### [READING PASSAGE]
-------------------------
Smart spending for a low carbon future
Instead of restricting CEE countries by providing easy money to dubious and climate intensive projects, the economic crisis offers an opportunity for the EU to demonstrate leadership that can ensure progressive decisions on EU spending – this can get the new member states onto a more sustainable development path in the medium term. In November last year, President Barroso called for “smart spending” in energy efficiency (EE), renewable energy sources (RES) and integrated urban developments as a way out of the crisis towards a low carbon future. EU funds regulations will now allow that all member states can use up to 4% of the ERDF for EE/RES in housing. The EIB is also set to increase such investments by up to €6 billion per year for the next two years.

Member states should seize this opportunity and reshuffle EU funds allocations towards direct support for clean and efficient energy and transport and also guarantee horizontal efficiency measures in other programmes and projects – rapid, positive effects for the economy, employment and climate will result. 

In the Czech Republic, for instance, the Ministry of Environment is set to reallocate €470 million towards EE/RES this year. In Latvia, EU funds support will increase from €20 million to €73 million for the improvement of heat insulation in multi-apartment residential buildings. Other countries make a step further by contemplating additional 'high-value' stimulus measures – in Poland, the government has proposed €333 million for wind turbines and highly effective co-generation energy facilities. Slovakia will allocate more funds for EE/RES from the Bohunice Nuclear Power Plant International Decommissioning Support Fund and will develop soft measures such as a new programme in support of EE.

Tapping into the job creation potential of green investment
Nicholas Stern, the former chief economist of the World Bank, predicts that the global economy is likely to shrink by between 5% and 20% or more every year, not because of subprime or toxic funds but because of economic impacts of climate change. “Green” recovery is therefore not an option but the only option for moving out of the current economic crisis. Green investments stand up economically on their own merits too. They create new business niches and new job opportunities both for technology-skilled and low skilled labour. Currently, 3.4 million people in the EU have green jobs.
-------------------------
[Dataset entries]
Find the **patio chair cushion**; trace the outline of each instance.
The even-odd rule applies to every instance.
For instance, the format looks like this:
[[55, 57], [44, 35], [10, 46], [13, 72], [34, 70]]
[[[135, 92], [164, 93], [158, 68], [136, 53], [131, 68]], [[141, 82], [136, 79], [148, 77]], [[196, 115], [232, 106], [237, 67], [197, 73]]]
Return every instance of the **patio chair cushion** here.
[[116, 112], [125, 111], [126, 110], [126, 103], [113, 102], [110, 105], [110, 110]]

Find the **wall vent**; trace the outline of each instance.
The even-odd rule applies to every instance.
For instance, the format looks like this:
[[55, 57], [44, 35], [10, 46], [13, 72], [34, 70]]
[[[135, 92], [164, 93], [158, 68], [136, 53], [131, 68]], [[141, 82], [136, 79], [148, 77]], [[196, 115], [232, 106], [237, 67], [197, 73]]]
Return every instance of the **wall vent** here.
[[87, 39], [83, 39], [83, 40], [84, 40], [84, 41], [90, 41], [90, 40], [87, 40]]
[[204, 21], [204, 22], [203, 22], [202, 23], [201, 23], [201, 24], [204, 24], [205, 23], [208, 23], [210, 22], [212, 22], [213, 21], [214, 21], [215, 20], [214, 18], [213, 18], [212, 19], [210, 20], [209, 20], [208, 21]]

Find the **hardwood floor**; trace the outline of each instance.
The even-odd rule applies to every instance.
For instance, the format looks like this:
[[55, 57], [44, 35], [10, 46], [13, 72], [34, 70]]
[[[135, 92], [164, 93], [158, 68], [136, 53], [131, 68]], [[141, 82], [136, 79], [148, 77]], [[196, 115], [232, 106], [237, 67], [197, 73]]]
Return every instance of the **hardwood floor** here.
-------------------------
### [PROBLEMS TO SOLVE]
a – List every country named in the paragraph of the low-carbon spending text that begins "In the Czech Republic, for instance."
b – Write the next paragraph of the text on EU spending for a low carbon future, picking up after its final sentence.
You can ignore the records entirely.

### [WRITTEN RESPONSES]
a – Czech Republic, Latvia, Poland, Slovakia

b –
In CEE countries, there is huge long-term job creation potential especially in sectors such as EE and RES, the separation and recycling of waste, water supply and sanitation, sustainable transport, research and consulting services – and support from EU funding is essential especially during a deep recession. The European Social Fund should also be utilised to promote “green-collar” jobs, achievable by increased support for training and the pre-qualification of workers towards green services and products in various sectors. Furthermore, many sectors can have an indirect job creation effect – for instance, jobs can be created not only around the actual retrofitting and insulation for energy efficiency but also for trainers for pre-qualification of workers and consultancies. 

Our demands

  • Increased transparency of and public scrutiny over major projects is more essential than ever in light of the increased flexibility that now accompanies the financial rules
  • The European Commission should establish clear criteria for what constitutes a “green” investment project, and good practice should be multiplied across all the new member states.
  • The economic crisis should not be used as a reason for deploying EU money for environmentally unsound, socially unacceptable and economically dubious projects.
  • Assessment of alternative solutions and stringent compliance with the EU's environmental impact assessment legislation must be ensured in all cases.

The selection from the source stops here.